# Teks Sumber
Konflik HGB dan Keterasingan Desa Telemow
Kehidupan di Desa Telemow mulanya berjalan baik-baik saja. Warga, yang sebagian besar berprofesi sebagai petani, pedagang, dan pekerja serabutan, menjalani kehidupan yang tenang, jauh dari kebisingan dan penuh kesederhanaan. Desa yang memiliki luas sekitar 344,65 hektar ini mulanya bagian dari Desa Maridan. Namun pada 2010, Pemkab Penajam Paser Utara memekarkan Desa Maridan, dan memecahnya menjadi 2 desa tambahan; Desa Telemow dan Desa Binuang.
Desa yang terletak sekitar 15 kilometer dari Titik Nol IKN ini juga merupakan satu dari sembilan desa di kawasan Kecamatan Sepaku, Kabupaten Penajam Paser Utara yang masuk kawasan Ibu Kota Nusantara (IKN) berdasarkan UU No 3 tahun 2022.

Peta wilayah klaim HGB PT ITCHI Kartika Utama. [Istimewa]
Sebelum ada tumpang tindih klaim lahan, warga bisa membangun rumah dan menanam berbagai tumbuhan di atas tanah warisan keluarga. Sebagian besar perkebunan warga ditanami sawit, kebun karet, tanaman buah-buahan dan sayur-sayuran.
Tak semua dari warga memiliki surat atau legalitas lain yang diakui negara untuk menandai kepemilikan lahan mereka. Dahulu warga hanya merintis, menggarap lahan, tidak begitu peduli dengan legalitas atau surat menyurat yang diakui negara.
Legalitas kala itu belum dianggap penting sebab warga saling paham batas tanah masing-masing orang. Tidak khawatir juga tanah dirampas orang lain. Mengingat, lahan mereka berdampingan dengan keluarga atau kenalannya sendiri. Praktik seperti ini sejatinya umum terjadi di Kalimantan Timur.

# Daftar yang Diberikan

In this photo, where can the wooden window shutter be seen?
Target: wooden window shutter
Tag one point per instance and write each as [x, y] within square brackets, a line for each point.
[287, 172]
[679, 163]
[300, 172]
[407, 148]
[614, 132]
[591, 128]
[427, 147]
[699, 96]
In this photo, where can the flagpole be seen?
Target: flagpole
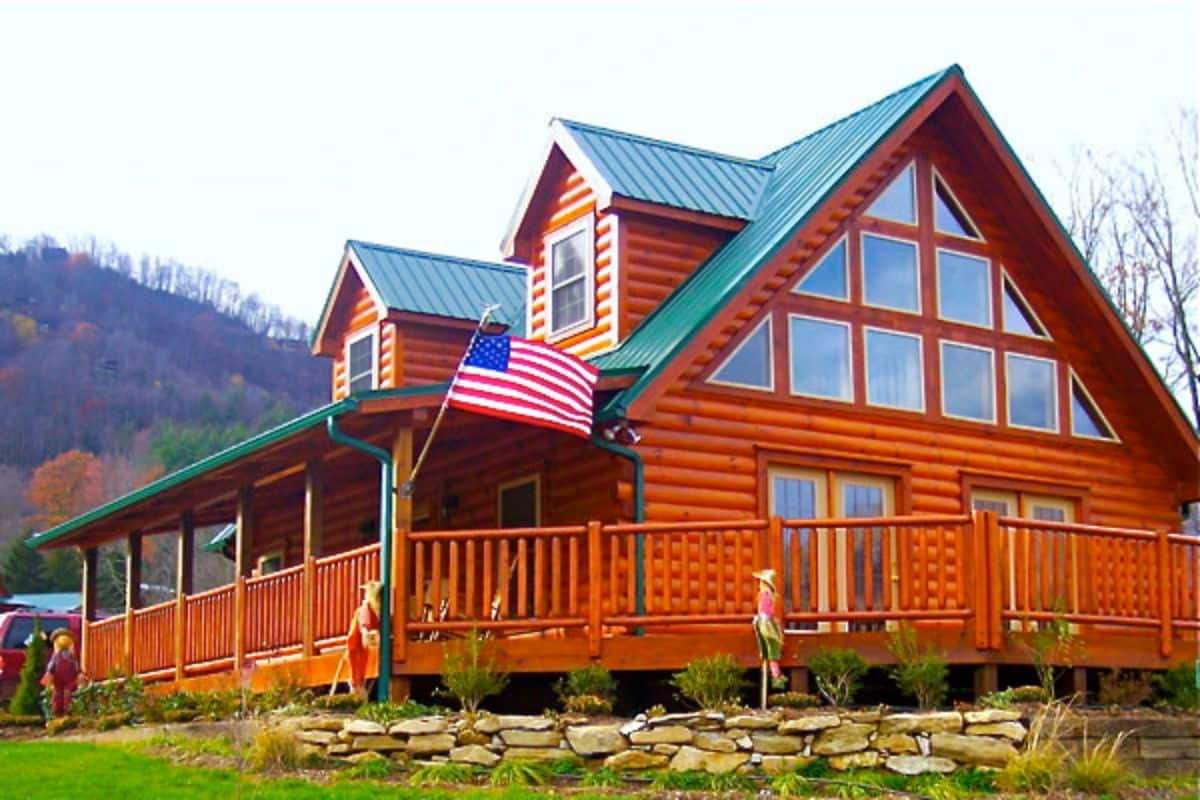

# Tugas yang Dikerjakan
• A. Salin kembali bagian teks tentang Desa Telemow, mulai dari "Peta wilayah klaim" dan berakhir pada "buah-buahan dan sayur-sayuran.", lalu ganti "sawit" dengan "kelapa sawit".
• B. Lanjutkan teks tentang konflik HGB di Desa Telemow setelah kalimat terakhirnya.
Daftar tersebut merupakan bahan tersendiri yang terpisah dari teks tentang Desa Telemow.

# Jawaban Tugas
• A.
Peta wilayah klaim HGB PT ITCHI Kartika Utama. [Istimewa]
Sebelum ada tumpang tindih klaim lahan, warga bisa membangun rumah dan menanam berbagai tumbuhan di atas tanah warisan keluarga. Sebagian besar perkebunan warga ditanami kelapa sawit, kebun karet, tanaman buah-buahan dan sayur-sayuran.

• B.
Namun, sejak klaim HGB hadir, warga sudah tidak bisa lagi bebas menggarap lahan di kebun. Bila warga kedapatan menggarap atau beraktivitas di lahannya sendiri, petugas bisa datang dan melarang kegiatan itu. Warga juga tak bisa memperbaiki apalagi membangun rumah, karena bila aktivitas itu dilakukan, lagi-lagi petugas perusahaan melarang.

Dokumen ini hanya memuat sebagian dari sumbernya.